▶ _EXERCISE AIM_
Output the data exactly, with every line intact.

*** INFORMATION SHOWN ***

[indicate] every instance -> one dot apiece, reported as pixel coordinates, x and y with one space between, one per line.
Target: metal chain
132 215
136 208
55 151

***

▶ _EXERCISE RESPONSE_
[indicate] every instance -> one dot apiece, reported as pixel coordinates, x and y with one space between, one per line.
Target: metal chain
132 215
136 208
55 151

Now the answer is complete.